#### The problem:
Reproduce the data exactly, leaving nothing out.

#### Records provided:
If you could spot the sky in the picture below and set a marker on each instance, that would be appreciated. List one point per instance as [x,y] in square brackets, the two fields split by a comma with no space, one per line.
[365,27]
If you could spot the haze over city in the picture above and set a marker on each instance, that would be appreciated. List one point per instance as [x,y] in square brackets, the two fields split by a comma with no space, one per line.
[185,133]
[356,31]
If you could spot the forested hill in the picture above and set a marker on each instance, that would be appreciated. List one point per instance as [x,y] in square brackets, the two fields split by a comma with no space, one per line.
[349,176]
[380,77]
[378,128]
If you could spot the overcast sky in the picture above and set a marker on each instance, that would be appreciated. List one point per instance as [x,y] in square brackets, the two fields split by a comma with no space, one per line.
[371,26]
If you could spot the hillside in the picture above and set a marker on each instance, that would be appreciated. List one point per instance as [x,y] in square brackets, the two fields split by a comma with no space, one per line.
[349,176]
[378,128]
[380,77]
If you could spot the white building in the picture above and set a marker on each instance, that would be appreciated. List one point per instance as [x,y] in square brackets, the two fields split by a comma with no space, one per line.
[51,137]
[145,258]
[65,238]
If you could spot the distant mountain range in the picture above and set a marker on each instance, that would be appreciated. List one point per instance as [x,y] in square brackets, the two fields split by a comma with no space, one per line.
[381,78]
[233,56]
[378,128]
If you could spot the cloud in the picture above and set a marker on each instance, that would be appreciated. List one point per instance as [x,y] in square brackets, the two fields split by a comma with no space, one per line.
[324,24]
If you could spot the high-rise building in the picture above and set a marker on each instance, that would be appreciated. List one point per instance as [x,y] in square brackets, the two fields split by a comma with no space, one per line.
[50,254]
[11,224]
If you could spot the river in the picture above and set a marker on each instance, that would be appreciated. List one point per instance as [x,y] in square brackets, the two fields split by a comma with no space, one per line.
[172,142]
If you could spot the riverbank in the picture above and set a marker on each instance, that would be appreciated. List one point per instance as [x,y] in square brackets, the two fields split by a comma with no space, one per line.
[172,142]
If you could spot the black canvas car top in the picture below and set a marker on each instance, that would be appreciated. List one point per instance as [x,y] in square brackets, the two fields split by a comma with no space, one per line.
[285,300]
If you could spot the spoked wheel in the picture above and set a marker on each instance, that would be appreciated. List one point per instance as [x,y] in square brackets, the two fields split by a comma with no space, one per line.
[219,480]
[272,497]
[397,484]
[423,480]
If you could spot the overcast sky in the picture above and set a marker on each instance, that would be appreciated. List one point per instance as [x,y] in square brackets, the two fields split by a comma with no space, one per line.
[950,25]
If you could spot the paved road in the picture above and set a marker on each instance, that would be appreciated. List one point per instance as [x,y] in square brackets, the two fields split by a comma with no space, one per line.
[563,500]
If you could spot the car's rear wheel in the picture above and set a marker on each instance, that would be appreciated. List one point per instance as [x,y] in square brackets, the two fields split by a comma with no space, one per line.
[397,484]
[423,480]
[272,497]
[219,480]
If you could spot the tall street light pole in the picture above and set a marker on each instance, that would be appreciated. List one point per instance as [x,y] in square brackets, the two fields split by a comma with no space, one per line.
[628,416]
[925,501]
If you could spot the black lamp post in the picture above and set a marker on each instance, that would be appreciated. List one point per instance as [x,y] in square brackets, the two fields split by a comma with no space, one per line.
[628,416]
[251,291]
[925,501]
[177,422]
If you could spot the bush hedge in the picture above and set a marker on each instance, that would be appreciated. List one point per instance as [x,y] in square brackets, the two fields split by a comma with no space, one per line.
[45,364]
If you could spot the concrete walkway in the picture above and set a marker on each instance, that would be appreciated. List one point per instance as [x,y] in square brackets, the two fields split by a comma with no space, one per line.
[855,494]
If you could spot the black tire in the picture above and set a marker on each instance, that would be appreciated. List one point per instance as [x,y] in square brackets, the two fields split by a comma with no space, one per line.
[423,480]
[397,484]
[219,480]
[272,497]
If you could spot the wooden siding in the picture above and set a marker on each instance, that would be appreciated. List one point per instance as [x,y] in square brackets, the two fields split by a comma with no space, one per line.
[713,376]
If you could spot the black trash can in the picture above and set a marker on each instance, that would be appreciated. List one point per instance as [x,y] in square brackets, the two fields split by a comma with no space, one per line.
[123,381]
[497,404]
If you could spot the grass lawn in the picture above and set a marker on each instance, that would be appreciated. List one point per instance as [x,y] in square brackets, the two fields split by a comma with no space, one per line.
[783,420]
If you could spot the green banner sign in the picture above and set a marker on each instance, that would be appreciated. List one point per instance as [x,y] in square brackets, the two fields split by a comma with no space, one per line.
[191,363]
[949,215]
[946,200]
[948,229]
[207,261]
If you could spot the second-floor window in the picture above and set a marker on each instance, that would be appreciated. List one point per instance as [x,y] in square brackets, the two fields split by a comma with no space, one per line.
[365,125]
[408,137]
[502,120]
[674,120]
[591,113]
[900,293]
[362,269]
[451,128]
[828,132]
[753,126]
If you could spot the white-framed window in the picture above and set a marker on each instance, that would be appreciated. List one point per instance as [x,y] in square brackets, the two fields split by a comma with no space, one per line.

#### Your response:
If you could spot the sky in the picture below and set a marker on each instance, that would be appreciated. List one point per instance as [x,y] in square brackets, the two fields split by a comma with no space, one per line.
[365,27]
If you could spot the haze over city in the picture above and set a marker on each instance, that would be appreciated. List one point per instance as [x,y] in square brackets, the two fields split by a comma with no space, one per line.
[185,133]
[356,31]
If you could spot the forested hill in the picture above and set a marker on each instance, that would be appreciated. List one point per instance as [x,y] in square brackets, the two fields split by a comma with no space, one per line.
[349,176]
[380,77]
[378,128]
If you could spot the overcast sky in the picture above and set a marker on each instance, that would be appreciated. List one point per instance as [x,y] in square brackets, the two fields split by a comma with no space, one per line.
[371,26]
If you could spot the hillside in the picture above and set a marker on each instance, that would be appreciated. List one point per instance as [x,y] in square brackets, the two fields split by a comma with no space, one per line.
[349,176]
[378,128]
[380,77]
If you could spot the white building in the picture above and set a marker on each instance, that would be appreciated. List one point per instance as [x,y] in square brackets, the two fields split by a comma with no space, one per line.
[51,137]
[145,258]
[65,238]
If you could spot the distant mountain range in the picture above and set a marker on each instance, that would be appreciated. List one point per instance as [x,y] in square brackets, the two fields split by a comma with no space, one per line.
[381,78]
[233,56]
[378,128]
If you could spot the cloud in the picture above and set a marker on each instance, that would be appreciated. List one point per instance as [x,y] in square brackets, the two fields split by a comma with no space, one per line.
[324,24]
If you could spot the high-rise building in the picture above and set a marker on each instance, that would be appreciated. List one point per instance as [x,y] in square brackets, the two fields split by a comma with no space, one per line.
[50,254]
[11,224]
If you could spot the river in the picture above and set a marker on each instance, that would be appreciated. List one point per instance as [x,y] in square brackets, the two fields split by a comma with no space, one per line.
[172,142]
If you could spot the riverbank in the picture above and set a marker on each instance, that would be appreciated. List one point per instance as [x,y] in square brackets, the two fields split by a comma with no space, one per line.
[172,142]
If you could spot the black canvas car top in the picture below and set a marker on each instance, that would be appreciated. List one point per instance as [x,y] in square brackets, the two fields split by a comma with no space, one per line.
[285,300]
If you could spot the spoked wheel in the picture above and set a marker on each instance, that would be appreciated. List one point per instance as [x,y] in square brackets, the two fields split by a comma with no space, one per line.
[219,480]
[272,497]
[397,484]
[423,480]
If you could spot the overcast sky in the picture above and set a marker on each instance, that would be appreciated. List one point per instance as [x,y] in square brackets, the two fields split by a comma with no space, one per line.
[950,25]
If you could spot the paved road in the picture above and set a marker on each instance, that would be appreciated. List one point per instance as [x,y] in square brackets, the two fields split by a comma with no space, one per line.
[563,500]
If you could spot the car's rear wheel in the picture above and set a marker on each instance, that would be appreciated. List one point per instance as [x,y] in square brackets, the two fields split by a comma with no space, one per line.
[397,484]
[423,480]
[272,497]
[219,480]
If you could spot the tall street light pole in the picture above and set a marker on each instance, that would be appreciated. List one point per instance as [x,y] in square brackets, the two fields split by a comma with no space, one per line.
[628,416]
[925,501]
If you could spot the black lamp post in the picture above and set a marker on each instance, that would be appreciated. List one point per instance as [x,y] in square brackets, the two fields split by a comma with no space, one per line.
[628,416]
[251,291]
[925,501]
[177,422]
If you could spot the bush hedge in the picture above and set a marker on each instance, that would be appreciated. List one point per instance as [x,y] in square brackets, the two fields split by a comma with no space, one per line.
[45,364]
If you could spot the concrete walkway in the picture above and set a marker on each instance, that would be appreciated. List one point per instance as [x,y] in square brackets, the two fields split by a comma with no space, one per line.
[855,494]
If you could spot the black tire in the picture above and set a marker on each instance, that would be appreciated. List one point per instance as [x,y] in square brackets, the two fields split by a comma with no space, one per line.
[423,480]
[397,484]
[219,480]
[272,497]
If you could spot the wooden siding in the picture above and set a marker on each instance, that would be appreciated. List one point per instance as [x,y] in square brackets, the two fields split by a comma with no space, one per line.
[713,376]
If you could spot the black trash can in the picture above and set a marker on each instance, that would be appreciated. List one point per instance as [x,y] in square brackets, the two fields split by a comma with no space, one per line.
[123,381]
[497,404]
If you could spot the grass lawn in the picture above and set a marker on each instance, that would be appreciated. List one point per instance as [x,y] in square brackets, the two fields split by a comma with no space, one per line.
[783,420]
If you could spot the green banner sign in the picture above and set a marker on each instance, that would be appreciated. List one point per instance as [x,y] in square brackets, the two fields split by a comma with no space, one per line.
[191,363]
[949,215]
[946,200]
[948,229]
[207,261]
If you could spot the second-floor window in the picture above and set a marker on each instance, that would be appreciated. List one point per instance as [x,y] in square brackets, the two fields split by a comma with no space, one per line.
[365,125]
[408,137]
[502,120]
[674,120]
[591,113]
[900,293]
[362,269]
[451,128]
[828,132]
[753,126]
If you could spot the white-framed window in the picture above and set a marker on each instance, that would be appreciated. List one point per instance as [x,y] in square brackets, the two fields split by a comma with no space, one per line.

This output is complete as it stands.